### Page ###

Fidelity: Look at the US outside the ‘Magnificent Seven’

Markets are currently favouring a soft landing scenario, although it is likely that a recession is coming, according to Andrew McCaffery, global chief investment officer at Fidelity International, but there are alternative endings.

Alongside a cyclical recession, to which he gives a probability of 60% next year, a more severe balance sheet recession has a 10% probability. A benign soft landing scenario (20%) and a world where there is no landing in 2024 at all (10%) could also take place.

However, looking at his most likely outcome, McCaffrey said: “As the cyclical recession outcome takes hold later in 2024, there would still be good opportunities for investors who are discerning about sectors and geographies.

“Parts of the US equity universe would be especially well positioned. In particular, mid-cap stocks look attractive along with much of the S&P 500 that have not shared the incredible performance this year of the ‘Magnificent Seven’ stocks.”

In the emerging market region China offers value, he argued, while India and Indonesia are markets with good defensive qualities that are less tied to the global cycle.


Invesco: Factors will be less dominant – it’s about stock picking

Stephanie Butcher, co-head of investments at Invesco, noted that company fundamentals are likely to become more important in terms of performance next year.

“While rates may moderate from current levels, the era of near zero rates is over and a higher cost of capital is a factor that governments, corporates and households will need to contend with,” she said.

“We expect there’ll be more inflation tension in the system from fiscal spend on the energy transition and commodity costs. Furthermore, complex geopolitics are putting more ‘grit’ in the system of supply chains and shifting demographics in China will have implications for global labour costs.”

With rates higher, inflation persistent and geopolitics unstable, the coming year will be very different to those enjoyed after the financial crisis and investors will need to adapt accordingly.

### Extracted data ###

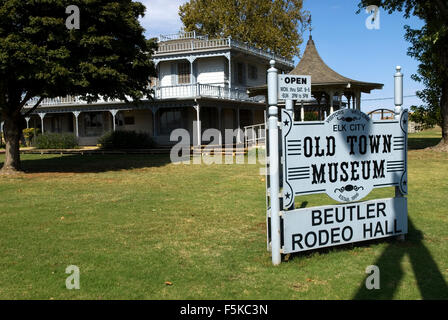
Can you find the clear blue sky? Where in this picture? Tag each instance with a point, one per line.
(342, 39)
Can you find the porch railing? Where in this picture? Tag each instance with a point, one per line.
(217, 90)
(197, 43)
(255, 136)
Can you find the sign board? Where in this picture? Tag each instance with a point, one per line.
(346, 156)
(294, 87)
(318, 227)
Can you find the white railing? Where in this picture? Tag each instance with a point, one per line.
(255, 135)
(182, 36)
(202, 43)
(193, 45)
(216, 90)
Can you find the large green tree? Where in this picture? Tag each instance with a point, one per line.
(429, 45)
(108, 57)
(275, 25)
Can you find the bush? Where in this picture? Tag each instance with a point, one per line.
(30, 134)
(125, 140)
(56, 141)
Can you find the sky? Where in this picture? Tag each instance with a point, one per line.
(342, 40)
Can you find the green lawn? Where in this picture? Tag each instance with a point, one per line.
(132, 223)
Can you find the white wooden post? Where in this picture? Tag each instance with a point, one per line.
(76, 114)
(220, 125)
(198, 125)
(42, 116)
(398, 100)
(238, 137)
(274, 163)
(302, 112)
(331, 101)
(114, 113)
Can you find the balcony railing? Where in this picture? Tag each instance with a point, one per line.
(197, 90)
(200, 43)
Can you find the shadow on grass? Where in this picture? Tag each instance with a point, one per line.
(416, 143)
(430, 281)
(91, 163)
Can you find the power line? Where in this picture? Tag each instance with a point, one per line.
(391, 98)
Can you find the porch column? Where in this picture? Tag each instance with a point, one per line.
(76, 114)
(154, 121)
(220, 125)
(114, 113)
(42, 116)
(348, 100)
(289, 106)
(358, 100)
(331, 94)
(238, 138)
(198, 125)
(192, 80)
(302, 112)
(229, 56)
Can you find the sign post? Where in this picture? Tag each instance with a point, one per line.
(274, 171)
(345, 156)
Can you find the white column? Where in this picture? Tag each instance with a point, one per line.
(274, 167)
(398, 101)
(114, 113)
(358, 100)
(76, 114)
(154, 121)
(220, 125)
(331, 101)
(289, 106)
(42, 116)
(238, 138)
(198, 125)
(302, 112)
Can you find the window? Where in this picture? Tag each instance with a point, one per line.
(129, 121)
(170, 120)
(253, 72)
(240, 73)
(183, 73)
(93, 124)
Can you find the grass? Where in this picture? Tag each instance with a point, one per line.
(133, 222)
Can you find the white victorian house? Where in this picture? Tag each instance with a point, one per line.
(199, 79)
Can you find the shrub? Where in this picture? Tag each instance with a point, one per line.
(30, 134)
(125, 140)
(56, 141)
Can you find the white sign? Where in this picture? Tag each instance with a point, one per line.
(345, 156)
(318, 227)
(294, 87)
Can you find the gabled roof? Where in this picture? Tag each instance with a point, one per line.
(322, 75)
(323, 78)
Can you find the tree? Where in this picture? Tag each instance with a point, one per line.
(274, 25)
(430, 48)
(108, 57)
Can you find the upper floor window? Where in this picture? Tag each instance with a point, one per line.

###

Job 1:
Print the passage of the market outlook text from "Markets are currently" up to and including "also take place.".
Job 2:
Give what follows the last sentence of the text on the 2024 market outlooks.
The entries play no part in the tasks.

Exercise answer 1:
Markets are currently favouring a soft landing scenario, although it is likely that a recession is coming, according to Andrew McCaffery, global chief investment officer at Fidelity International, but there are alternative endings.

Alongside a cyclical recession, to which he gives a probability of 60% next year, a more severe balance sheet recession has a 10% probability. A benign soft landing scenario (20%) and a world where there is no landing in 2024 at all (10%) could also take place.

Exercise answer 2:
“The previous era made asset allocation relatively simple – US, tech, growth factors. From here we expect factors to be less dominant and stock picking opportunities more diverse,” she said.

 

Mirabaud: Stocks in cyclical sectors should prove resilient

At a sector level, Anu Narula, head of global equities at Mirabaud Asset Management, was confident on companies that have proven resilient and have not marked down their growth forecasts, but have been priced for a tough 12 months.

“We believe many of these names have more structural drivers than cyclical ones, even if there is some element of cyclicality in their models, meaning they could well surprise to the upside as we progress through 2024,” he said.

These include companies that fit into the ‘millennial consumer’ bucket, as well as automation stocks, health and wellbeing companies and artificial intelligence businesses not named Nvidia.

“We also expect onshoring to remain a major tailwind going into 2024. The US has approved a $1.2trn stimulus package in the form of the Infrastructure Bill. Some $300bn has already been ear marked and should provide support to many industrial and construction companies and those providing consulting to these projects,” he said.

“We saw some gains on stocks in these areas earlier this year, but these have since consolidated and we expect to see a significant step up in activity by the second half of 2024.”